§ **PASOS A SEGUIR**:
[1] Según el pasaje, ¿de qué se preocupaban los padres de esos jóvenes?
[2] Vuelve a escribir sin cambios el trozo del pasaje que va desde "Pude notar también" hasta "qué habéis fracasado.", incluidas estas últimas palabras.

§ **PASAJE MOSTRADO**:
##############################

Pude notar también que hay estacas que cuentan con cientos, con miles de jovencitos, que pese a tener la edad requerida, no han sido avanzados al oficio de maestro; y otros tantos, casi en edad de salir como misioneros, que todavía no han sido avanzados al oficio de presbítero. ¿En qué estamos pensando hermanos, cuando permitimos que sucedan tales cosas? Sería prudente que todo padre aquí presente regresara a su hogar después de esta reunión e hiciera un registro de las fechas en que su hijo será elegible para recibir el oficio de diácono, luego el de maestro y después el de presbítero, para más tarde ser llamado como misionero. Entonces, si alguna de esas posibles fechas han quedado atrás sin que haya habido ningún resultado positivo, tendréis un punto de referencia para saber en qué habéis fracasado.
A lo largo de mi vida he conocido cientos de jóvenes que llegaron a adultos sin haber tenido estas oportunidades. Lo más lamentable es que al conocer a los padres de estos jóvenes, no queda ninguna duda de por qué no llegaron a recibir tales bendiciones. Sus padres se preocupaban de hacer dinero y de rodearse de bienes materiales, mientras los hijos crecían sin cuidado espiritual, o sea, sin la debida capacitación, y aún más, sin la experiencia necesaria.

##############################

§ **DATOS PROPORCIONADOS**:

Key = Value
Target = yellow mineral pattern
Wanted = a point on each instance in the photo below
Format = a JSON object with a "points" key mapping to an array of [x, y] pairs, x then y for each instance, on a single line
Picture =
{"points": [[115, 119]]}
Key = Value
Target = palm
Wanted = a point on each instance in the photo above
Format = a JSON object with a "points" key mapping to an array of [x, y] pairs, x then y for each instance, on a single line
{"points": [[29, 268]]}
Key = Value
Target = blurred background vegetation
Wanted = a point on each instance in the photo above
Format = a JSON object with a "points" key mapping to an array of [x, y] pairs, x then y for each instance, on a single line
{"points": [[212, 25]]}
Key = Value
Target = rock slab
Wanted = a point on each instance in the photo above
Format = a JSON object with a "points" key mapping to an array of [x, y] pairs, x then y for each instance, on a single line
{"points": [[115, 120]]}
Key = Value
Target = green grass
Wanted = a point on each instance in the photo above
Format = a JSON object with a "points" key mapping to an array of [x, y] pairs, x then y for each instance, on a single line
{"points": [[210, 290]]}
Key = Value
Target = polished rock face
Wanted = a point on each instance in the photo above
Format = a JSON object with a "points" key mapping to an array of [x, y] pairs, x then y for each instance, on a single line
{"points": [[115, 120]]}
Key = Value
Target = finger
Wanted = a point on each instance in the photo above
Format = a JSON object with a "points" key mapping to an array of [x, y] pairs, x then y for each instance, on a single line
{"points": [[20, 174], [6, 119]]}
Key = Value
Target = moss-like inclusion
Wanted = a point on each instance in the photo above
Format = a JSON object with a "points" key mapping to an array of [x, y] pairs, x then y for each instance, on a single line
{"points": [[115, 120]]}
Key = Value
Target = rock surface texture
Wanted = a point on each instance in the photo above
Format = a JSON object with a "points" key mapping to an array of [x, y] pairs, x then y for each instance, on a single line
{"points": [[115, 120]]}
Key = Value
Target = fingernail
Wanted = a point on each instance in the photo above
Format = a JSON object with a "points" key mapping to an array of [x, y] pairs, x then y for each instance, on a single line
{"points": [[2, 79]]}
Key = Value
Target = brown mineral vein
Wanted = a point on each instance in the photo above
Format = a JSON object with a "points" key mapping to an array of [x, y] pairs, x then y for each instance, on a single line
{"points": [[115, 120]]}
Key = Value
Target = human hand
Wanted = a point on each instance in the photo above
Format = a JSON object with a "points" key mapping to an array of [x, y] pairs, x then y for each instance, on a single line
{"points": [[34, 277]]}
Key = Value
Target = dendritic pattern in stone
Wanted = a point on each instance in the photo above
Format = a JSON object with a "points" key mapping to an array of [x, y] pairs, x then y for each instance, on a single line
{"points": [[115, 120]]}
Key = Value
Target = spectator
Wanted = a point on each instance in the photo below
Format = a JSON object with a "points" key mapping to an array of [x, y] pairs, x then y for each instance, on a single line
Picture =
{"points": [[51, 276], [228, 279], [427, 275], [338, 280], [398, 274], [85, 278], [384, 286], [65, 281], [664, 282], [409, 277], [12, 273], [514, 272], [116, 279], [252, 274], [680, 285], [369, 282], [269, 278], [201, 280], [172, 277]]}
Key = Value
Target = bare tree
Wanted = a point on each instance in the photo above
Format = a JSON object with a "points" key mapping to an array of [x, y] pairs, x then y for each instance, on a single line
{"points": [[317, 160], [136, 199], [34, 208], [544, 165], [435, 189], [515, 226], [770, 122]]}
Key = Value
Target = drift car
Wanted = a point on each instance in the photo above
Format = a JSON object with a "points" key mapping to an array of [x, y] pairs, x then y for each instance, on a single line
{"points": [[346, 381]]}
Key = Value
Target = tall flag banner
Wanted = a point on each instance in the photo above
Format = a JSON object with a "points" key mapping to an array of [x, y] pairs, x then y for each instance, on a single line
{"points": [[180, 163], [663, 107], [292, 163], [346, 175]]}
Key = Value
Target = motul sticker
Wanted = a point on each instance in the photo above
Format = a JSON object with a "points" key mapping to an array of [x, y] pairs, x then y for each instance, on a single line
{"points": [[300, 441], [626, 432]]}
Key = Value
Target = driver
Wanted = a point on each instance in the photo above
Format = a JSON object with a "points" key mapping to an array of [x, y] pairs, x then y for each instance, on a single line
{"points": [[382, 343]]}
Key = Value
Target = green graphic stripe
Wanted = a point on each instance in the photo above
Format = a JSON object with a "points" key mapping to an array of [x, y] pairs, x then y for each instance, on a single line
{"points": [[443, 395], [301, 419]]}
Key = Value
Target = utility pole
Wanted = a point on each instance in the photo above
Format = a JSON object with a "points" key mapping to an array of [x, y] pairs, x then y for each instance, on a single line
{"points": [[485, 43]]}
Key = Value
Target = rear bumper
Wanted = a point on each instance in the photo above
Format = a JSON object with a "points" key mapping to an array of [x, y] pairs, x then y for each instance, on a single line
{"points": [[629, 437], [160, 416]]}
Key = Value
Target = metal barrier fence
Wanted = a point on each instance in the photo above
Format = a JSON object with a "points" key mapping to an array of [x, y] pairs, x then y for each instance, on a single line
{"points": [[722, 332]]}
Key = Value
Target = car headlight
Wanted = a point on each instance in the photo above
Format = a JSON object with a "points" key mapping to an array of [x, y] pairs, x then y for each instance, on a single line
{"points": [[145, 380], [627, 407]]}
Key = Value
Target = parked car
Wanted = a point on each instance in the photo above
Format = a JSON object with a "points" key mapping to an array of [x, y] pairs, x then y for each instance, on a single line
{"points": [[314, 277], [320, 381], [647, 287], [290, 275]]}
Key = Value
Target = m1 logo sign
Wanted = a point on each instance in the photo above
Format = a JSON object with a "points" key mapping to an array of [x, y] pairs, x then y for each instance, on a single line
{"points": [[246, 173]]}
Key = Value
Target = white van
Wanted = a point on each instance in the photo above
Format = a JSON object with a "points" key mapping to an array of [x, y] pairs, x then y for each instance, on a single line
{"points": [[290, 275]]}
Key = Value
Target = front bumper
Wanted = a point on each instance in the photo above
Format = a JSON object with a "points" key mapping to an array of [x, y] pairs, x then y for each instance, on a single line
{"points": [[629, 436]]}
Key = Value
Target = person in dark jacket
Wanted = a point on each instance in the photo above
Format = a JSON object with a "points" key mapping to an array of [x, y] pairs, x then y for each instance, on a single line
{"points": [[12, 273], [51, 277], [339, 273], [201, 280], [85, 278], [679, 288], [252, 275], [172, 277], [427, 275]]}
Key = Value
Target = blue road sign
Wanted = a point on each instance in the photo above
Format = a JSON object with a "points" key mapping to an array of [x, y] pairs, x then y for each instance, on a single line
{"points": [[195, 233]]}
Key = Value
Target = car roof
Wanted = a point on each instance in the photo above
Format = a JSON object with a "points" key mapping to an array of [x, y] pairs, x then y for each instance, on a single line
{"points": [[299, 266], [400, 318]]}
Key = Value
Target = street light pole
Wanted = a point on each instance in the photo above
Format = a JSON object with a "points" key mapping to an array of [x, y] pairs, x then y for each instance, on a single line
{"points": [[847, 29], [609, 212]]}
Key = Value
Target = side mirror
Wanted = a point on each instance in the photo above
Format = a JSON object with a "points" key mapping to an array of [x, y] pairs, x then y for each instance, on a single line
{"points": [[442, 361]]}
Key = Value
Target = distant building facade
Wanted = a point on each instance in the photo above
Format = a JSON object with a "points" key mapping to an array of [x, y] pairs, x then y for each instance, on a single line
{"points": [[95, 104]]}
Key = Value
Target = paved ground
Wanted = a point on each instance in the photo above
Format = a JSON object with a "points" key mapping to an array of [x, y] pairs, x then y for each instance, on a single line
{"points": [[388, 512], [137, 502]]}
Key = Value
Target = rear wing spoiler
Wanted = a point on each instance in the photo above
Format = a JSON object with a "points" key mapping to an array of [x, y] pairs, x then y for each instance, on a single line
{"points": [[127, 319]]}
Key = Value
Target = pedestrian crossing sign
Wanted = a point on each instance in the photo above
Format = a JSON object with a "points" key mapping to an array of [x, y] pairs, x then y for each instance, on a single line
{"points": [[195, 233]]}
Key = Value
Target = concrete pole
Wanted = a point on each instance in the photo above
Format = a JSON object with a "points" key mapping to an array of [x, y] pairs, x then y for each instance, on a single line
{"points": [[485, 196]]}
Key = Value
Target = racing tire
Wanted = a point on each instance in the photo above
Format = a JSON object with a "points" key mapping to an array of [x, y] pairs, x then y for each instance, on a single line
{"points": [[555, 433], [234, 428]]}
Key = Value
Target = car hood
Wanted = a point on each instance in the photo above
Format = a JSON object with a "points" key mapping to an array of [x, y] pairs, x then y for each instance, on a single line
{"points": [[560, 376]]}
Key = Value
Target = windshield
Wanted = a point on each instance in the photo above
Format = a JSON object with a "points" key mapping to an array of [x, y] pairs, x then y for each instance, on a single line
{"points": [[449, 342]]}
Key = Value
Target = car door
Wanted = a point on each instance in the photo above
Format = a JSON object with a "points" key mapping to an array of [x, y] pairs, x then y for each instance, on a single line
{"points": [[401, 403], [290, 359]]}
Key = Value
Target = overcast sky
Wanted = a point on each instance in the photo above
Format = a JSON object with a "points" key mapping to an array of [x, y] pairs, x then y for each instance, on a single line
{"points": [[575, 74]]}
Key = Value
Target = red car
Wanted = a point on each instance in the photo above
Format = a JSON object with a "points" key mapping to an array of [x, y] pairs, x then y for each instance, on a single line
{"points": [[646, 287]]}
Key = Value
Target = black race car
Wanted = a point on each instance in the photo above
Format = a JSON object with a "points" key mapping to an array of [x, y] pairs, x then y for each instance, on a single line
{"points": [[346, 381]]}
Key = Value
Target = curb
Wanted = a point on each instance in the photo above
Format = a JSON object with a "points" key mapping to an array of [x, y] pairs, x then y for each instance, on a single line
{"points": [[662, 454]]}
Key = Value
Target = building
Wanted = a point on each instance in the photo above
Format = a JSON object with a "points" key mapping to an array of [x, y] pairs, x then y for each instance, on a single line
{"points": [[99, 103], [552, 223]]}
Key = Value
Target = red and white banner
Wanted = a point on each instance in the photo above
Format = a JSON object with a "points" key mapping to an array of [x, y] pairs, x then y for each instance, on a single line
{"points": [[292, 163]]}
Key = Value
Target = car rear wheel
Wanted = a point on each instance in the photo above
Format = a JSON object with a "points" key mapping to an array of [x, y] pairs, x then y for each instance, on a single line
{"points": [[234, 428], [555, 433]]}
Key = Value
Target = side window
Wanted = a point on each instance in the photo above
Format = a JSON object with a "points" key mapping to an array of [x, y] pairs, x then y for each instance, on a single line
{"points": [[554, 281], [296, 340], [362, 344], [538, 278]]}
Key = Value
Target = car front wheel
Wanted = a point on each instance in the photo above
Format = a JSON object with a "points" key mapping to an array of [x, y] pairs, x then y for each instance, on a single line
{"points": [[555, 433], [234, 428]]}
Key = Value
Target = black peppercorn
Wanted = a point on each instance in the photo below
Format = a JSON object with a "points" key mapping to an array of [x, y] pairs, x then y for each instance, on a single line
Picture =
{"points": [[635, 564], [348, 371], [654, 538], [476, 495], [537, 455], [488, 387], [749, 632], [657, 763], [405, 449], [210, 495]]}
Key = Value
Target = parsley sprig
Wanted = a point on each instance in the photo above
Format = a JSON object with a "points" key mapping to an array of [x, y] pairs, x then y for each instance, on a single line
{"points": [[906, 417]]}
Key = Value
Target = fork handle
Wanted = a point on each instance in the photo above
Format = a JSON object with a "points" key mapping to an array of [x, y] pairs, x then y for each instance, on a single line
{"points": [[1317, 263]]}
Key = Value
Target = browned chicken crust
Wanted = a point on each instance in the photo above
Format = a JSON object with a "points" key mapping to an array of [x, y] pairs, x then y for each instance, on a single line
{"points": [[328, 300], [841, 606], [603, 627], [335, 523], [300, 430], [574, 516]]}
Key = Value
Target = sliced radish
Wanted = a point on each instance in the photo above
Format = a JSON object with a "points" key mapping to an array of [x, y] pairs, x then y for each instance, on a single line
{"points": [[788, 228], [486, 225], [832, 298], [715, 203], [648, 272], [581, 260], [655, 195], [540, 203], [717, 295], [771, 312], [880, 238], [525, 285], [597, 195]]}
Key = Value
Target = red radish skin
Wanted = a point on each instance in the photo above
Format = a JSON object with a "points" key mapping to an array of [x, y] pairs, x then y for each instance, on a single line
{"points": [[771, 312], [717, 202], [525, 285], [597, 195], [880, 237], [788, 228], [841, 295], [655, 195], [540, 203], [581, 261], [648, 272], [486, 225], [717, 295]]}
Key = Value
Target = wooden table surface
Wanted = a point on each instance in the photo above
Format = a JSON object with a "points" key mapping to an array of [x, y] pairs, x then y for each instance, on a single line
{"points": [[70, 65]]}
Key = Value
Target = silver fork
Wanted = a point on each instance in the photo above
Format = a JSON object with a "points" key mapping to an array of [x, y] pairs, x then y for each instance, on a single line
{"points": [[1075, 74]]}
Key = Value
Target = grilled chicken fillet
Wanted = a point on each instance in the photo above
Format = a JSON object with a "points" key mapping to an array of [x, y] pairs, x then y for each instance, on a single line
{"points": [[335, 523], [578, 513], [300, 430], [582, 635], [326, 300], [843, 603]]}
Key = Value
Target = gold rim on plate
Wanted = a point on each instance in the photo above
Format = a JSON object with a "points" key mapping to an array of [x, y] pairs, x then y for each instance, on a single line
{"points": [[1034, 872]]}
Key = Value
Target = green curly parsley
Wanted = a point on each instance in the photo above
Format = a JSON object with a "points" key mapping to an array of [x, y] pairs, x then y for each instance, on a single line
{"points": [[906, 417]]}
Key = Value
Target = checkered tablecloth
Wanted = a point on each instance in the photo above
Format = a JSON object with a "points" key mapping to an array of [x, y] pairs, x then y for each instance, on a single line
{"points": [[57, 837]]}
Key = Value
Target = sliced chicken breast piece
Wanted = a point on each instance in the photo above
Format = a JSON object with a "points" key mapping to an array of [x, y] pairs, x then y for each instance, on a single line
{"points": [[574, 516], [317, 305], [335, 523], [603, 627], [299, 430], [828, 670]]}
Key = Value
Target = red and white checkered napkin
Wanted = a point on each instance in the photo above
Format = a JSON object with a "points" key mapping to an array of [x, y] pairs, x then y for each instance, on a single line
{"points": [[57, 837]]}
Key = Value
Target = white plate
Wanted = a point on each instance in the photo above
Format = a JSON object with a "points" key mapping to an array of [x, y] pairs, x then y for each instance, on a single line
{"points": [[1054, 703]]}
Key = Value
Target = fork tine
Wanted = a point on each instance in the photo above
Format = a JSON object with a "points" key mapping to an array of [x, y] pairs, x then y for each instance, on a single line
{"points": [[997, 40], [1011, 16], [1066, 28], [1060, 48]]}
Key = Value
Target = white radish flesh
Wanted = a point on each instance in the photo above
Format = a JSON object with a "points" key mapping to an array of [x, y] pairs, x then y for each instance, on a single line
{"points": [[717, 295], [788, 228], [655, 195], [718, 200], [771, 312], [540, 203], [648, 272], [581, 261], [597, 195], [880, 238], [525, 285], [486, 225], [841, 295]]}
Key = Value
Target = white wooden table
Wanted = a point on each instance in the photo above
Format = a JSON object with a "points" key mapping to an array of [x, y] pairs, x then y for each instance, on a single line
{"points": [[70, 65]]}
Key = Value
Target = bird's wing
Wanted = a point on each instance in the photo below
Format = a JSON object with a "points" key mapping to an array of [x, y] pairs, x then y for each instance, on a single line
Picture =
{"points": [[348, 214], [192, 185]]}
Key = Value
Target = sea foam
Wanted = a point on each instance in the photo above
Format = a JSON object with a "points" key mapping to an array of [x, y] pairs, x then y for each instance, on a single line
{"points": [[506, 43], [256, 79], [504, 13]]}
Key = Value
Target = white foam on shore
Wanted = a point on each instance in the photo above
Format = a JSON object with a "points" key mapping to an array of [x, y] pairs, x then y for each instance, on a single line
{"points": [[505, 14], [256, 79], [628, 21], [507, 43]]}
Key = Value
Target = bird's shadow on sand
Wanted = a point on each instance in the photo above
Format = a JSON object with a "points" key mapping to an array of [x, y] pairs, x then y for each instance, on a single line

##############################

§ **RESPUESTAS**:
[1] De hacer dinero y de rodearse de bienes materiales.

[2]
Pude notar también que hay estacas que cuentan con cientos, con miles de jovencitos, que pese a tener la edad requerida, no han sido avanzados al oficio de maestro; y otros tantos, casi en edad de salir como misioneros, que todavía no han sido avanzados al oficio de presbítero. ¿En qué estamos pensando hermanos, cuando permitimos que sucedan tales cosas? Sería prudente que todo padre aquí presente regresara a su hogar después de esta reunión e hiciera un registro de las fechas en que su hijo será elegible para recibir el oficio de diácono, luego el de maestro y después el de presbítero, para más tarde ser llamado como misionero. Entonces, si alguna de esas posibles fechas han quedado atrás sin que haya habido ningún resultado positivo, tendréis un punto de referencia para saber en qué habéis fracasado.